** start of Input **
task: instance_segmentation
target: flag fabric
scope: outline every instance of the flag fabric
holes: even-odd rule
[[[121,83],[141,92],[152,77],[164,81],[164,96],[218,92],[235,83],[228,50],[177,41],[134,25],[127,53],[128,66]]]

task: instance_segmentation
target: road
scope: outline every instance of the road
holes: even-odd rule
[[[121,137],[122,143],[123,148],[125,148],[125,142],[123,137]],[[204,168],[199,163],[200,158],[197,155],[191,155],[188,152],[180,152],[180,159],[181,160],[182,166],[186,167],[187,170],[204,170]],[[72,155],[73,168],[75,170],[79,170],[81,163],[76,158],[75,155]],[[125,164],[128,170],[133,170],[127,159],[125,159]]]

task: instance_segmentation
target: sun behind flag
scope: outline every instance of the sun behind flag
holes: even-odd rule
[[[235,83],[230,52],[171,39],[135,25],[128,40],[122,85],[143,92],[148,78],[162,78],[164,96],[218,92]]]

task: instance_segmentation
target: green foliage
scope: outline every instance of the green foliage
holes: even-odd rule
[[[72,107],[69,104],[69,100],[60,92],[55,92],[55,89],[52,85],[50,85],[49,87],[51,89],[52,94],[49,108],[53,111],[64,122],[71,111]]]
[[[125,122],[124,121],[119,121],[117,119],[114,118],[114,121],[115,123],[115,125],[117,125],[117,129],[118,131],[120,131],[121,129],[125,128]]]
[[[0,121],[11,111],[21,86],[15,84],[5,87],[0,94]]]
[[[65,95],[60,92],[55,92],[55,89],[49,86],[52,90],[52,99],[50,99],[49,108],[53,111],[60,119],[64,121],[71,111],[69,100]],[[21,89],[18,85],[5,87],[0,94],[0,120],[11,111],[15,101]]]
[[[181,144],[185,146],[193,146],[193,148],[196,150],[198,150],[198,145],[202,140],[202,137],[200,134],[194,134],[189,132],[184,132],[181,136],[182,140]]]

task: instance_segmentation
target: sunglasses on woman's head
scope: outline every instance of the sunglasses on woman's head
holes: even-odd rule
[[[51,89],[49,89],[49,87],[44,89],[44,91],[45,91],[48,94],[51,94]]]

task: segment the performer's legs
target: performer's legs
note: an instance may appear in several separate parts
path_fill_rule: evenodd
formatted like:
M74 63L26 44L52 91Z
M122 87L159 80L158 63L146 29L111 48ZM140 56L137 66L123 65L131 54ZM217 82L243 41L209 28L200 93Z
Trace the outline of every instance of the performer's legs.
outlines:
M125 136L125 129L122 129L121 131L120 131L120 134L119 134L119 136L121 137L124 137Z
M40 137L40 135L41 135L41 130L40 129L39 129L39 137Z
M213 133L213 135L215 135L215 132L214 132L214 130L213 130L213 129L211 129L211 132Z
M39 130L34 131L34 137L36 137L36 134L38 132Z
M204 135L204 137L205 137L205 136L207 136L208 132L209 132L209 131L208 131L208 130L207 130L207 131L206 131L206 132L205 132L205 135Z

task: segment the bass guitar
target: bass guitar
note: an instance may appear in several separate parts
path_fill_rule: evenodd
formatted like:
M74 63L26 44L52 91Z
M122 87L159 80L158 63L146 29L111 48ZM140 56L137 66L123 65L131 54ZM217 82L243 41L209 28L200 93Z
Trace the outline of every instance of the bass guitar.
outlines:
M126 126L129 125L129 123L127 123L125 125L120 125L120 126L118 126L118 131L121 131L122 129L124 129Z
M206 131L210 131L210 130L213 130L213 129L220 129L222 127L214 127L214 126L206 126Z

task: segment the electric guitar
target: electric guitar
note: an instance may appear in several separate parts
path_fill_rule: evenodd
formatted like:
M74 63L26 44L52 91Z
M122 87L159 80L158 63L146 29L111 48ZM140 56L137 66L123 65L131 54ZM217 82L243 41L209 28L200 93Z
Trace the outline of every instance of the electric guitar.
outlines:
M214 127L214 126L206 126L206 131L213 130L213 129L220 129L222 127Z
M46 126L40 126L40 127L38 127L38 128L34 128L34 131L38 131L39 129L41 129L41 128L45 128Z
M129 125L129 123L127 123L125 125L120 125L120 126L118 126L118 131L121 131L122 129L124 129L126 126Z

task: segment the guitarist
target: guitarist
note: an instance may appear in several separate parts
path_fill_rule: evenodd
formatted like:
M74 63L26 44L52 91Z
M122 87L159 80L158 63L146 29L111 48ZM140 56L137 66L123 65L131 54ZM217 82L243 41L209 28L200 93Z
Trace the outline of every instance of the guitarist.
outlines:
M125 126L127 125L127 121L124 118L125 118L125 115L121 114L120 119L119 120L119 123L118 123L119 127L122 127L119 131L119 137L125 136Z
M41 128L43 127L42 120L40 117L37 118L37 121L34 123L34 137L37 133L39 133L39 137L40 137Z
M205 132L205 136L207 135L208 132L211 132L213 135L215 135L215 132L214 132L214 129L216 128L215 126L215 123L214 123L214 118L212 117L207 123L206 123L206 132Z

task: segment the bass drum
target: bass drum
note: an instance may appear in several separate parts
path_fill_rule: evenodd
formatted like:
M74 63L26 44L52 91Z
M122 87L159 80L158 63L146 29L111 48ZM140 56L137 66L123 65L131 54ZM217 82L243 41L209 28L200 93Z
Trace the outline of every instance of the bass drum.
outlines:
** end of Input **
Reproduce all of the records above word for word, keeping every line as it stands.

== Reply to the exercise ==
task: instance_segmentation
target: flag fabric
scope: outline every instance of the flag fabric
holes: even-odd rule
[[[121,83],[141,92],[152,77],[164,81],[164,96],[218,92],[235,83],[228,50],[177,41],[134,25],[127,53],[128,66]]]

task: instance_segmentation
target: road
scope: outline every instance of the road
holes: even-odd rule
[[[121,137],[122,143],[123,148],[125,148],[125,142],[123,137]],[[204,168],[199,163],[200,158],[197,155],[191,155],[188,152],[180,152],[180,159],[181,160],[182,166],[186,167],[187,170],[204,170]],[[72,155],[73,168],[75,170],[79,170],[81,163],[76,158],[75,155]],[[125,164],[128,170],[133,170],[127,159],[125,159]]]

task: instance_segmentation
target: sun behind flag
scope: outline every instance of the sun behind flag
holes: even-odd rule
[[[235,83],[230,52],[171,39],[135,25],[128,40],[122,85],[143,92],[148,78],[162,78],[164,96],[218,92]]]

task: instance_segmentation
target: green foliage
scope: outline every instance of the green foliage
holes: even-odd rule
[[[72,107],[69,104],[69,100],[60,92],[55,92],[55,89],[52,85],[50,85],[49,87],[51,89],[52,94],[49,108],[53,111],[64,122],[71,111]]]
[[[125,122],[124,121],[119,121],[117,119],[114,118],[114,121],[115,123],[115,125],[117,125],[117,129],[118,131],[120,131],[121,129],[125,128]]]
[[[0,121],[11,111],[21,86],[15,84],[5,87],[0,94]]]
[[[65,95],[60,92],[55,92],[55,89],[49,86],[52,90],[52,99],[50,99],[49,108],[53,111],[60,119],[64,121],[71,111],[69,100]],[[21,89],[18,85],[5,87],[0,94],[0,120],[11,111],[15,101]]]
[[[181,144],[185,146],[193,146],[193,148],[196,150],[198,150],[198,145],[202,140],[202,137],[200,134],[194,134],[189,132],[184,132],[181,136],[182,140]]]

task: instance_segmentation
target: sunglasses on woman's head
scope: outline every instance of the sunglasses on woman's head
holes: even-odd rule
[[[51,89],[49,89],[49,87],[44,89],[44,91],[45,91],[48,94],[51,94]]]

task: segment the performer's legs
target: performer's legs
note: an instance may appear in several separate parts
path_fill_rule: evenodd
formatted like:
M74 63L26 44L52 91Z
M122 87L159 80L158 63L146 29L111 48ZM140 56L137 66L123 65L131 54ZM217 82L243 41L209 28L200 93Z
Trace the outline of every instance of the performer's legs.
outlines:
M125 136L125 129L122 129L121 131L120 131L120 134L119 134L119 136L121 137L124 137Z
M40 137L40 135L41 135L41 130L40 129L39 129L39 137Z
M213 133L213 135L215 135L215 132L214 132L214 130L213 130L213 129L211 129L211 132Z
M39 130L34 131L34 137L36 137L36 134L38 132Z
M204 135L204 137L205 137L205 136L207 136L208 132L209 132L209 131L208 131L208 130L207 130L207 131L206 131L206 132L205 132L205 135Z

task: segment the bass guitar
target: bass guitar
note: an instance may appear in several separate parts
path_fill_rule: evenodd
formatted like:
M74 63L26 44L52 91Z
M122 87L159 80L158 63L146 29L111 48ZM140 56L137 66L123 65L131 54ZM217 82L243 41L209 28L200 93Z
Trace the outline of every instance of the bass guitar.
outlines:
M126 126L129 125L129 123L127 123L125 125L120 125L120 126L118 126L118 131L121 131L122 129L124 129Z
M206 131L210 131L210 130L213 130L213 129L220 129L222 127L214 127L214 126L206 126Z

task: segment the electric guitar
target: electric guitar
note: an instance may appear in several separate parts
path_fill_rule: evenodd
formatted like:
M74 63L26 44L52 91Z
M122 87L159 80L158 63L146 29L111 48ZM140 56L137 66L123 65L131 54ZM217 82L243 41L209 28L200 93Z
Trace the outline of every instance of the electric guitar.
outlines:
M214 127L214 126L206 126L206 131L213 130L213 129L220 129L222 127Z
M46 126L40 126L40 127L38 127L38 128L34 128L34 131L38 131L39 129L41 129L41 128L45 128Z
M129 125L129 123L127 123L125 125L120 125L120 126L118 126L118 131L121 131L122 129L124 129L126 126Z

task: segment the guitarist
target: guitarist
note: an instance may appear in several separate parts
path_fill_rule: evenodd
formatted like:
M74 63L26 44L52 91Z
M122 87L159 80L158 63L146 29L111 48ZM140 56L137 66L123 65L131 54ZM217 82L243 41L209 28L200 93Z
Trace the outline of every instance of the guitarist.
outlines:
M125 126L127 125L127 121L124 118L125 118L125 115L121 114L120 119L119 120L119 123L118 123L119 127L122 127L119 131L119 137L125 136Z
M41 128L43 127L42 120L40 117L37 118L37 121L34 123L34 137L37 133L39 133L39 137L40 137Z
M205 132L205 136L207 135L208 132L211 132L213 135L215 135L215 132L214 132L214 129L216 128L215 126L215 123L214 123L214 118L212 117L207 123L206 123L206 132Z

task: segment the bass drum
target: bass drum
note: an instance may appear in several separate parts
path_fill_rule: evenodd
formatted like:
M74 63L26 44L52 91Z
M122 87L159 80L158 63L146 29L111 48ZM140 56L137 66L123 65L131 54ZM217 82L243 41L209 28L200 93Z
Trace the outline of every instance of the bass drum.
outlines:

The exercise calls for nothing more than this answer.